--- Begin Reading passage ---

Key AWS EKS Metrics to Monitor

Monitoring is critical to an infrastructure team’s work in keeping their platform up and running. Proper monitoring also helps teams understand the system’s behavior: Through a good monitoring stack and the use of key metrics, they can take corrective measures in the system before it impacts users. With Kubernetes clusters, monitoring is crucial for ensuring the smooth operation and availability of the applications.

There are various ways to monitor infrastructure and applications. This article will describe how to monitor Amazon EKS systematically.

Identify key performance indicators (KPIs): Start by identifying the indicators for your application and infrastructure that are critical from a technical and business point of view.
Select monitoring tools: From the large set of available monitoring tools, focus only on tools that meet all your needs and cover all the key performance indicators (KPIs) defined in the step above.
Define alerts: After the monitoring tool is set up, define alerts for your KPIs. This will ensure that you are notified when your KPIs reach a certain point and can take action to avoid any effect on your application.
Review and optimize: Finally, periodically review all KPIs, tools, and alerts to improve them. Some of them may no longer be required, or you might need to add new KPIs and alerts to improve your application performance.

AWS EKS

Amazon Elastic Kubernetes Service (EKS) is a managed Kubernetes service on AWS cloud and on-premises data centers. It allows you to deploy your containerized application on the Kubernetes cluster without having to worry about the other components of the Kubernetes cluster.

AWS EKS automatically manages the Kubernetes cluster control plan node's availability and scalability. With EKS, you can also integrate containerized applications with other AWS services.

AWS observability services

AWS observability services are tools and services that help monitor, troubleshoot, and optimize your infrastructure and application. These services, detailed below, allow developers to quickly identify and resolve issues by providing real-time visibility of the performance and availability of their applications and infrastructure.

Amazon CloudWatch monitors metrics, logs, and alarms for applications and infrastructure.
Amazon X-Ray allows developers to trace user requests as they flow through the application and helps identify and troubleshoot applications.
Amazon Managed Grafana provides scalable Grafana services to visualize and analyze application logs and metrics from various sources. It also offers customizable dashboards to display a wide range of metrics, including metrics on system and application performance as well as business metrics.

--- End Reading passage ---
--- Begin Provided records ---

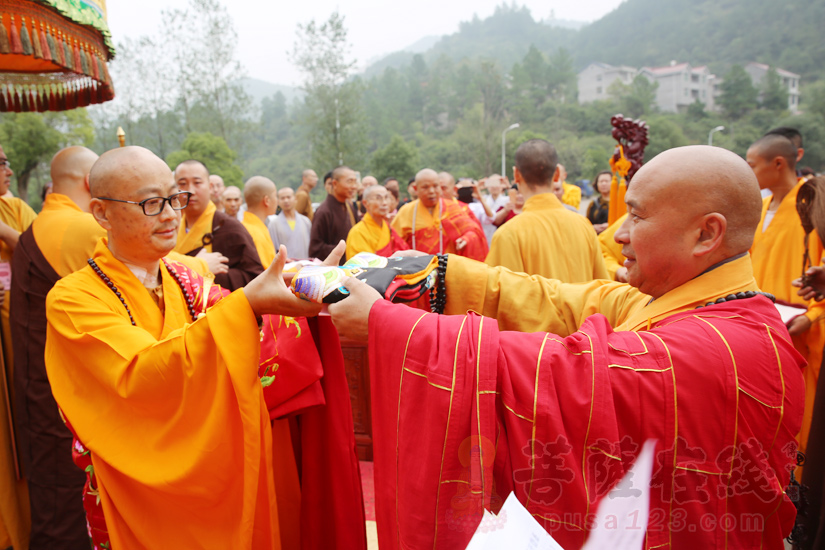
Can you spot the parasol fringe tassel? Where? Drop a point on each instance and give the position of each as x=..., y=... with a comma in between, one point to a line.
x=52, y=45
x=5, y=47
x=95, y=69
x=84, y=58
x=38, y=48
x=25, y=38
x=16, y=45
x=52, y=99
x=78, y=65
x=67, y=54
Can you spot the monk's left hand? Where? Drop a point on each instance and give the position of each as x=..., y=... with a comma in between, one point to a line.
x=351, y=316
x=268, y=293
x=798, y=325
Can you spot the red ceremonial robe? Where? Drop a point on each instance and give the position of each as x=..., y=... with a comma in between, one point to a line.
x=463, y=414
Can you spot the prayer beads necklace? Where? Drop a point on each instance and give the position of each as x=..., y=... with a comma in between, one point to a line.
x=190, y=303
x=740, y=296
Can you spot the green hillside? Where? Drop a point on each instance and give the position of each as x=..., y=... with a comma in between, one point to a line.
x=719, y=33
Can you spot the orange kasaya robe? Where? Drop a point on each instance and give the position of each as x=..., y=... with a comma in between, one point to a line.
x=14, y=500
x=547, y=239
x=370, y=236
x=611, y=250
x=472, y=408
x=436, y=232
x=171, y=411
x=777, y=260
x=261, y=238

--- End Provided records ---

> _Tasks to complete_
A) List the steps the EKS monitoring article gives for monitoring Amazon EKS systematically.
B) Please pick up the EKS monitoring article after its last sentence and carry it on.
The items were taken from a separate source.

> _Exercise results_
A) Identify key performance indicators (KPIs); Select monitoring tools; Define alerts; Review and optimize.

B)
Amazon Managed Service for Prometheus is a Prometheus-based monitoring service to collect and store your application and infrastructure logs and metrics from various sources.
CloudWatch Agent is a tool that can be installed on an EC2 instance or on-premises server to collect different metrics and show them on its dashboard. It can help monitor and troubleshoot issues with AWS resources and applications.

What should you monitor in EKS?

There are various key metrics that you should monitor to ensure EKS is more available and scalable. For different use cases, different key metrics must be monitored. Here are some of the most important ones:

Cluster metrics
- Resource utilization monitors CPU and memory utilization of pods and nodes to ensure the cluster has sufficient resources to handle the workload.
- Node and Pod availability monitors the availability of node and pod to ensure the smooth running of applications on the cluster and identify any issues regarding its performance.
- Network performance monitors network performance to ensure the application can communicate properly and identify potential bottlenecks.
- Cluster and Pod scaling monitors the scaling of clusters and pods to ensure it meets workload demand and any potential issues in scaling.

There are a few additional metrics that you can find in the ContainerInsights namespace in the Amazon EKS Kubernetes cluster. You can monitor them on your AWS CloudWatch dashboard.

Metric name	Description
cluster_node_count	Total number of worker nodes in the cluster
node_cpu_utilization	Total percentage of CPU units being used on the nodes in the cluster
node_memory_utilization	Percentage of memory being used by nodes
pod_cpu_utilization	Percentage of CPU units being used by pods
pod_memory_utilization	Percentage of memory being used by pods
node_network_total_bytes	Total number of bytes per second transmitted and received over the network per node in a cluster

Pod metrics
- CPU and Memory Utilization: Monitors the CPU and memory of the application container to ensure the smooth running of the application.
- Network performance: Monitors the container network to ensure the container has sufficient bandwidth to handle requests and identify potential network bottlenecks.
- Container health: Makes sure that containers are running as expected and not experiencing any issues that would suggest their health needs to be monitored.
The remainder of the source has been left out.